### WRITTEN PROBLEM
Continue the email about BibJSON versus RDF from the point where it stops.
-- START DOCUMENT PASSAGE --
[openbiblio-dev] BibJSON vs RDF

Jim Pitman pitman at stat.Berkeley.EDU
Wed Feb 8 20:21:41 UTC 2012


Tom Morris <tfmorris at gmail.com> wrote:

> Seems like there's a variety of opinions.  It's not just an idle
> question because it influences how engineering and marketing time (money) is spent.

Agreed, these are important issues, for this reason.
> Considers these five possible goals for BibJSON:
>
> 1. Internal format for BibServer
> 2. API format for BibServer
> 3. New standard for personal bibliographies (ie alternative to BibTeX, RIS, etc)
> 4. New standard for library bibliographic data (ie alternative to
> MARC, MARC.next, LLD RDF)
> 5. All of the above plus format for author data, data set
> descriptions, weather forecasts, etc
> Each of this requires a different level of functionality,
> specification detail, stability, tool support, promotional activity,
> etc and the stability that you'd want for a new library bibliographic
> data format would conflict with the flexibility that one desires of an
> internal-only format.
>
> Personally, I think the right answer is #1 or #2.  

Strong agreement, except I would push just a little further. More below.

> #3 might be achievable with additional investment in specification and some
> combination of additional tooling plus evangelism, but it would
> require a concerted and focused effort.
-- END DOCUMENT PASSAGE --
-- START PROVIDED DATA --
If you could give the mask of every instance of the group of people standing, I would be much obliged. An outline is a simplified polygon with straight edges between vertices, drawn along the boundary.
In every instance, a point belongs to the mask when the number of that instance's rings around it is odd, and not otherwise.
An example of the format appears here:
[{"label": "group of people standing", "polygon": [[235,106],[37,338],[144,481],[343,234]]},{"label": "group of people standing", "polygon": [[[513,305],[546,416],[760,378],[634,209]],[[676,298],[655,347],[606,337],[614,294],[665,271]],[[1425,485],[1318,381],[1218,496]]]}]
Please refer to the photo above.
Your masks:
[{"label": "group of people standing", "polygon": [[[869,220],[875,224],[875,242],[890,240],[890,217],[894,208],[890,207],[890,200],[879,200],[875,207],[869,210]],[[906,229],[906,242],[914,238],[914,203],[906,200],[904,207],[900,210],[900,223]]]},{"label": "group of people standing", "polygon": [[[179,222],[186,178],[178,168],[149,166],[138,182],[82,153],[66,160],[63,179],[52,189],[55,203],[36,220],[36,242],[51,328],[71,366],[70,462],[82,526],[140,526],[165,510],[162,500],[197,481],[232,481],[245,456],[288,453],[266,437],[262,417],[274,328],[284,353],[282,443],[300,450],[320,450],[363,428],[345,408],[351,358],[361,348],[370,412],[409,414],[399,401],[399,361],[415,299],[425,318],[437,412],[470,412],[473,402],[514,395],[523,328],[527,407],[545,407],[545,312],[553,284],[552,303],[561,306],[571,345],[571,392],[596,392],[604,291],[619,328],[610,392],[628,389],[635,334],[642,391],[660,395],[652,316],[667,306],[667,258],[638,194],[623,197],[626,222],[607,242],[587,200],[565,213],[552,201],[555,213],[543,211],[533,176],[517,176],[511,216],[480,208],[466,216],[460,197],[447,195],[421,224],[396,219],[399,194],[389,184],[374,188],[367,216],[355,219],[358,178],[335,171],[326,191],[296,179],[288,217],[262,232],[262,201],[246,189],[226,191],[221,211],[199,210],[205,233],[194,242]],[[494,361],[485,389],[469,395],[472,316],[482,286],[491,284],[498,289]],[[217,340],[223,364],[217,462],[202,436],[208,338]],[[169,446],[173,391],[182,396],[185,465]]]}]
-- END PROVIDED DATA --
### EXERCISE ANSWER
Agreed. I have encountered a lot of resistance to early pushing towards #3. However,
I do see #3 as the long term goal, and if we are successful with #1 and #2 we establish
a beachhead for proceeding to #3 with necessary further funding and support in the
next year or two.  Right now we do not have the toolkit to support a credible push to #3,
I think that attempting to develop this toolkit to early would be a strategic mistake:
it would drain resources,  and alienate data providers with business models entrenched in
legacy data formats. Especially, there is no need for us to compete with potentially friendly service providers like Zotero and BibSonomy.

> I think #4 is an unrealistic goal and investment made in achieving it (e.g. convincing 
> national libraries to publish in BibJSON) takes away from other worthwhile goals.  

I agree with this, except I dont think that convincing national libraries to publish in 
BibJSON implies we are promoting BibJSON as a new standard for library bibliographic data,
just that we ask libraries to export their data in a standard we can easily
pipe to BibServer and which does not lose LD features, which would happen if the data were 
squashed into BibTeX or RIS. Mark has already written a BibJSON converter from BNB RDF/XML data.  I think this is time very well spent, and the reward will be the greater if we can 
persuade BL staff to maintain the BibJSON export, rather than someone in our group having to 
do so.
I have no interest in changing how libraries manage their data internally.
I have a big interest in getting hold of their datasets in a way that those datasets
can be openly processed and reused for various purposes. That's all I need BibJSON for,
to be able to process library data if I can get hold of it.


> When I hear people talking about representing data sets or other stuff in BibJSON (ie #5), 
> I just cringe.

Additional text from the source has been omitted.